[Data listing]
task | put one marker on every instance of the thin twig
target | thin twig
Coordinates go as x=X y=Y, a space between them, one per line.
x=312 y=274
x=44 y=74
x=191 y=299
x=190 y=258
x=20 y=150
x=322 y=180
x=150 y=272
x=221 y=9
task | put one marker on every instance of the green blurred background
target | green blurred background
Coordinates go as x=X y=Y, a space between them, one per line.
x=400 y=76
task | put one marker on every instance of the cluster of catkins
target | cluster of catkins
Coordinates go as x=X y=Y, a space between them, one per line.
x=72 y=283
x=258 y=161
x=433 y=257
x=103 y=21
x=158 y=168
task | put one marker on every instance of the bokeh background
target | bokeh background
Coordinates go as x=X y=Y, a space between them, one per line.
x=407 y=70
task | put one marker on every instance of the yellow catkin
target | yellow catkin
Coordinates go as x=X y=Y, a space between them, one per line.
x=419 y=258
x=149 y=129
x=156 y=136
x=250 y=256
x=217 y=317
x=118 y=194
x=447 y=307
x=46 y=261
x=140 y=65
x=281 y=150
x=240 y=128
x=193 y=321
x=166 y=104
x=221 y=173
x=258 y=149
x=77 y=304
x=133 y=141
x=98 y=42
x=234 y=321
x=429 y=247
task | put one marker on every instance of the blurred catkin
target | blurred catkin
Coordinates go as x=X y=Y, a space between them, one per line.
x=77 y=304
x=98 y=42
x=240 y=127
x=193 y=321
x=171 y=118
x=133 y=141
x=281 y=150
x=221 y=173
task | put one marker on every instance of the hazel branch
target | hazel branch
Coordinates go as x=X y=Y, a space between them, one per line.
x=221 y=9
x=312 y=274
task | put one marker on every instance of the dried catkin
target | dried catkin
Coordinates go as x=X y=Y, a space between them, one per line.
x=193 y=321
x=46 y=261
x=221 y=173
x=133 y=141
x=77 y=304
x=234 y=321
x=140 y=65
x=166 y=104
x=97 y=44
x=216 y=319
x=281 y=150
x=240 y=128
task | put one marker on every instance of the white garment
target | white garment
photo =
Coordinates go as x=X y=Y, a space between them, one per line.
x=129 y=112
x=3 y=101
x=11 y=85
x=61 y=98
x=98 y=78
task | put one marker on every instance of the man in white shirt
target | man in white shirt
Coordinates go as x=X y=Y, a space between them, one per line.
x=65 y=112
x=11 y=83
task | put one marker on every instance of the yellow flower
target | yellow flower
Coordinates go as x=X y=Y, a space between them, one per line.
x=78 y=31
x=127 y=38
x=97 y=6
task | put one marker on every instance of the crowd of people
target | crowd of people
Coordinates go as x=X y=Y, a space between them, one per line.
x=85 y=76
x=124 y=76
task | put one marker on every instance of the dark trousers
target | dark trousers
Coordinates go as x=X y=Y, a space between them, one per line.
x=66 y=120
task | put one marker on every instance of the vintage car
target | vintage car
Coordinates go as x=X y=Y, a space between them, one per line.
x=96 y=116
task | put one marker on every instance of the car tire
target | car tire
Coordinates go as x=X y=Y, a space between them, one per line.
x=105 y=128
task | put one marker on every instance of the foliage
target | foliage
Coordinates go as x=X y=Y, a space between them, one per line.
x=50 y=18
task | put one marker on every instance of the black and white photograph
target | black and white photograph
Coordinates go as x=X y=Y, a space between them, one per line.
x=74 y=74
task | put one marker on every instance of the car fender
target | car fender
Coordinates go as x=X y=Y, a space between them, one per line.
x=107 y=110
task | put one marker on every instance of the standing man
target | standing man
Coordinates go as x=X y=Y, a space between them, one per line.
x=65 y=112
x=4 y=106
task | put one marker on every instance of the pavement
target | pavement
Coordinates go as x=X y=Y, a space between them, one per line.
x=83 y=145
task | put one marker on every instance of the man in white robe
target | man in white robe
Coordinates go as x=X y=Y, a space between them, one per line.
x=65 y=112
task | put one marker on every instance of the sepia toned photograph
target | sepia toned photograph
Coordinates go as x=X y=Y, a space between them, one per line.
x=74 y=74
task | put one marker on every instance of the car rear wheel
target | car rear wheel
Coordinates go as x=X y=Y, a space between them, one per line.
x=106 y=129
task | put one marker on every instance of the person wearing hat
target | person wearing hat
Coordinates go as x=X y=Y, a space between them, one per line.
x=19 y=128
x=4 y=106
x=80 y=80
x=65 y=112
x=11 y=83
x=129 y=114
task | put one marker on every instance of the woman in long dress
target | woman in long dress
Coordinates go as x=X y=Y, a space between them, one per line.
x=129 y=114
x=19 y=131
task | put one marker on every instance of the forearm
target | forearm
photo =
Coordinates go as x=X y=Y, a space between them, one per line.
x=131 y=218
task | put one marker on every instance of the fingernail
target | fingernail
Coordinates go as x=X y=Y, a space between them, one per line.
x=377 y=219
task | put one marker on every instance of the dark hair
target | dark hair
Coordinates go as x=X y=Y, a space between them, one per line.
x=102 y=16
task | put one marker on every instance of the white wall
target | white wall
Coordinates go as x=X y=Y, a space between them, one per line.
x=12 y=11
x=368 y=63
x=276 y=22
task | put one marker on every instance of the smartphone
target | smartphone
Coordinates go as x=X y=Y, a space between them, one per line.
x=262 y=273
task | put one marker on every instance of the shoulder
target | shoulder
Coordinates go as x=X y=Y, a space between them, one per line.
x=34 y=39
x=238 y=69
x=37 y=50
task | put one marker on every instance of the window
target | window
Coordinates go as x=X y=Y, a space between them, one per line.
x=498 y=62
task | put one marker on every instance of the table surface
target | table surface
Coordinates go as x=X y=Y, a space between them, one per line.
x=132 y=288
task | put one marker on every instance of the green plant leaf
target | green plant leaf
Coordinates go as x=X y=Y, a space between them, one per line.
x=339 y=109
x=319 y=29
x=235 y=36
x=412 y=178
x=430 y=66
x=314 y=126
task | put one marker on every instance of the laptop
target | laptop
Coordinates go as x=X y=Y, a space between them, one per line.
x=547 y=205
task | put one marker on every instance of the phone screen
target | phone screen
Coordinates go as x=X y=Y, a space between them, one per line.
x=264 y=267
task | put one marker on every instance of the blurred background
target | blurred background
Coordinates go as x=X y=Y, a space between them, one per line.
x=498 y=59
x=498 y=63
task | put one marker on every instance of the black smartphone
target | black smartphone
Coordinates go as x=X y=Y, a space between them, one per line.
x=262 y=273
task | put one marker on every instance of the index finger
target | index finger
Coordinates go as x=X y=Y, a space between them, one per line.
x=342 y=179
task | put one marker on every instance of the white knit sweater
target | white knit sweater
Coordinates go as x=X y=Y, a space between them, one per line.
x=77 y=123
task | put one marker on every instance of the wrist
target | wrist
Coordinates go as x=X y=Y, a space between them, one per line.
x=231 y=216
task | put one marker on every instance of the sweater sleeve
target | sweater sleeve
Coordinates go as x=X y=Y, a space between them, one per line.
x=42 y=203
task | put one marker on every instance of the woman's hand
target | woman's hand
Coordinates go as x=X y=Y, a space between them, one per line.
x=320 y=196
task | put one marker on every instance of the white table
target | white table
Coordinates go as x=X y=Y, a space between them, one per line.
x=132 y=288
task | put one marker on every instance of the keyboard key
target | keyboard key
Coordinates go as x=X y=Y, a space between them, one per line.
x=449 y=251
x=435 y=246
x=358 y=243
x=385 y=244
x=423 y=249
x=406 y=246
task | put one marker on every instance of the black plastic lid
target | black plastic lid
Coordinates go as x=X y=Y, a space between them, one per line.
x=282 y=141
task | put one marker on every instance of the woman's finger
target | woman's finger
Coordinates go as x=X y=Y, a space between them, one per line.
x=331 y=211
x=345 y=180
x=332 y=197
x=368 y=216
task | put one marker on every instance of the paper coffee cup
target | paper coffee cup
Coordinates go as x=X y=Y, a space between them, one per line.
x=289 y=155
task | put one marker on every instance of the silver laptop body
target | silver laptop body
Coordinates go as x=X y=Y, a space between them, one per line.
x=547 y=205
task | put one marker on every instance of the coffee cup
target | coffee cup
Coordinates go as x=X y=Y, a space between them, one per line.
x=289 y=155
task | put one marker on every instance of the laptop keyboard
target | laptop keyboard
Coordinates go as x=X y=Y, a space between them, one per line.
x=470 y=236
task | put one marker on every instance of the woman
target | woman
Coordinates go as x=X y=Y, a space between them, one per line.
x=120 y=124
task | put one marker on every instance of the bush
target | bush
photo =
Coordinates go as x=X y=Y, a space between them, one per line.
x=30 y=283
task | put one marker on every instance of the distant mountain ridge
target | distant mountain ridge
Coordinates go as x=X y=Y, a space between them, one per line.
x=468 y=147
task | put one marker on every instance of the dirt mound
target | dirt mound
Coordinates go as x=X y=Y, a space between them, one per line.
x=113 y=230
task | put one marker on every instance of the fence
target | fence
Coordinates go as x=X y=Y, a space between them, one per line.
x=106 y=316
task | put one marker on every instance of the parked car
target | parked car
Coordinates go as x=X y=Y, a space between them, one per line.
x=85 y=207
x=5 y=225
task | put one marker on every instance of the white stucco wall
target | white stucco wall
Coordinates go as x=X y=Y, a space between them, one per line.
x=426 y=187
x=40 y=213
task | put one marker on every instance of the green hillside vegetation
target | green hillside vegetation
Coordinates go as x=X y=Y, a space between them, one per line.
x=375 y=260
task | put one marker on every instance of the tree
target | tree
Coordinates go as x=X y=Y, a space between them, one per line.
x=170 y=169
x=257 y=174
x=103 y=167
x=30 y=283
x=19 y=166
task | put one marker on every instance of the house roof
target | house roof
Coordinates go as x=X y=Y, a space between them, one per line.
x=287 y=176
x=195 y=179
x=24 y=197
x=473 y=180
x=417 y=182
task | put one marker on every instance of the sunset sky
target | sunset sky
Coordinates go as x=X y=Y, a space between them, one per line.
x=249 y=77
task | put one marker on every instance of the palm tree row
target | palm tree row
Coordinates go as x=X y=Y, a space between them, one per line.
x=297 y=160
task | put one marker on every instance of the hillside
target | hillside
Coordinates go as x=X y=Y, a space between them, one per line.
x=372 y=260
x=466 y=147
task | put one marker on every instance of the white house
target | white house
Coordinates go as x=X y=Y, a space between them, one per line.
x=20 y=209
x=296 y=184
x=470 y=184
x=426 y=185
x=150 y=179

### Description of the task
In the listing, go from the line with "the green hillside vegetation" up to and including the line with "x=375 y=260", and swap "vegetation" for "foliage". Write out only those lines and leave everything else as it is.

### Result of the exercise
task | put one marker on every instance of the green hillside foliage
target | green hillside foliage
Coordinates go as x=X y=Y, a space between them, one per line.
x=375 y=260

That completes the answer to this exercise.